What is being asked:
Answer these about the story on Zailynn Mitchell below:
1. On what date did Zailynn text her dad from school?
2. To which hospital did her parents drive her?
3. How does the story describe the Builders Club?

Document excerpt:
Two months ago, Zailynn Mitchell was much like any other 14-year-old. An athletic, ambitous, straight-A student, she was active in her church and excited to start her first year at Hermiston High School.

That all came to a skidding halt Sept. 22, the day Zailynn texted her dad from school, saying she didn’t feel well. She’d had sharp pains under her ribs for about three days and felt short of breath.

Zailynn’s parents, Mark and Nora Mitchell, drove her to the emergency room at Good Shepherd Medical Center. An ultrasound and a CAT scan later, they learned Zailynn had a tumor on her liver the size of a football.

“We were kind of stunned, to say the least,” her mother said.

Zailynn had felt more tired than usual, but she recently had run a mile in her PE class and helped her mom paint their house. She also maintained a busy schedule. A member of the Hermiston High School Honor Society, she volunteered with the Builders Club — a junior version of the Kiwanis Club — and babysat during Tuesday night Bible study at Assembly of God.

“We actually talked to her about cutting down (on activities) because it was too much,” Nora Mitchell said.

Records supplied:
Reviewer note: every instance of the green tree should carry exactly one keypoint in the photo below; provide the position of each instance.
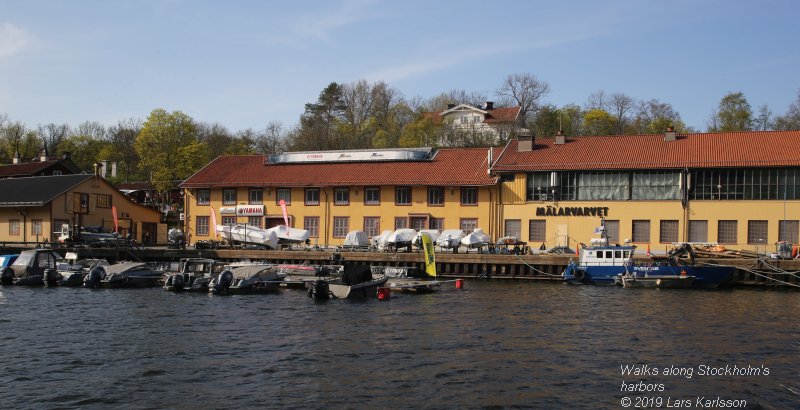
(734, 114)
(169, 150)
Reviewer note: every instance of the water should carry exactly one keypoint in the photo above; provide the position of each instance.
(492, 344)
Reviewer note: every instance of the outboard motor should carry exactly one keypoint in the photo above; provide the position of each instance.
(93, 278)
(51, 277)
(7, 277)
(223, 282)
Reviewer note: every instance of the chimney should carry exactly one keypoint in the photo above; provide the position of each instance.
(561, 139)
(525, 143)
(670, 135)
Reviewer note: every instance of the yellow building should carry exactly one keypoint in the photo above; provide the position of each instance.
(33, 209)
(737, 189)
(331, 193)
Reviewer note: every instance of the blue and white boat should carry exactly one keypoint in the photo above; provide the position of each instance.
(601, 263)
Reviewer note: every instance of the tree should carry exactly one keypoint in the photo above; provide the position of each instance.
(790, 120)
(523, 90)
(734, 114)
(169, 150)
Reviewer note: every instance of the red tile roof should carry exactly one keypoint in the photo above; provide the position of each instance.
(449, 167)
(695, 150)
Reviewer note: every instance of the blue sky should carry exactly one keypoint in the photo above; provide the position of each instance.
(245, 63)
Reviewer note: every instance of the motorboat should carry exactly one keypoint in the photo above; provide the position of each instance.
(194, 274)
(450, 239)
(33, 267)
(476, 239)
(356, 240)
(401, 238)
(356, 281)
(246, 279)
(124, 275)
(601, 263)
(249, 234)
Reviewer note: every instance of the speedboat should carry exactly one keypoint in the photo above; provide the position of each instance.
(194, 275)
(246, 279)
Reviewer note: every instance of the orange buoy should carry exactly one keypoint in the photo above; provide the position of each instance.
(384, 293)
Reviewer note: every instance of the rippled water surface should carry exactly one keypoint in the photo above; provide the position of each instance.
(492, 344)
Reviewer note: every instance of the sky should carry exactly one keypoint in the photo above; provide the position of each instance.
(243, 64)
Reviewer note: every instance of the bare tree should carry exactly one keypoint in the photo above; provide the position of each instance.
(523, 90)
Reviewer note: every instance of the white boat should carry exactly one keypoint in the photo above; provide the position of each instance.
(433, 233)
(249, 234)
(450, 239)
(288, 234)
(402, 238)
(476, 239)
(381, 241)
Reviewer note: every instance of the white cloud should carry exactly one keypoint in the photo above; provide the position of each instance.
(13, 39)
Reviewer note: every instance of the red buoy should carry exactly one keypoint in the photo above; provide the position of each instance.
(384, 293)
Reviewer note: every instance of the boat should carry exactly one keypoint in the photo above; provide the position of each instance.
(476, 239)
(246, 279)
(249, 234)
(356, 241)
(450, 239)
(357, 281)
(125, 275)
(194, 274)
(33, 267)
(601, 263)
(401, 238)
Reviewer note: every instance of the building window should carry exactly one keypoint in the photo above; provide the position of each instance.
(698, 231)
(726, 232)
(256, 196)
(612, 230)
(311, 224)
(469, 196)
(341, 196)
(285, 194)
(788, 231)
(668, 231)
(402, 195)
(341, 226)
(203, 196)
(537, 230)
(13, 227)
(229, 196)
(255, 221)
(513, 228)
(103, 201)
(312, 196)
(757, 232)
(435, 196)
(202, 225)
(372, 196)
(468, 225)
(641, 231)
(372, 226)
(36, 227)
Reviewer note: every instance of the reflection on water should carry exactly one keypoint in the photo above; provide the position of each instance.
(505, 344)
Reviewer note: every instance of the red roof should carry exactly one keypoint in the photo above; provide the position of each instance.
(695, 150)
(449, 167)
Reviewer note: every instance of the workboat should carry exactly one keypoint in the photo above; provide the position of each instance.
(602, 263)
(246, 279)
(194, 274)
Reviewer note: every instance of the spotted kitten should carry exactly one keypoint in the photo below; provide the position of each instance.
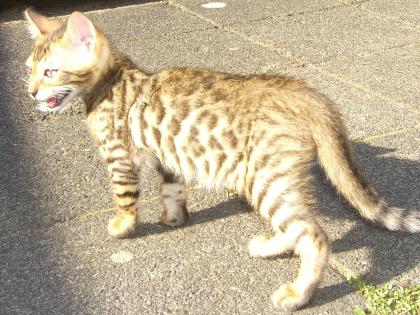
(256, 134)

Response below:
1. Sept. 22
2. Good Shepherd Medical Center (its emergency room)
3. As a junior version of the Kiwanis Club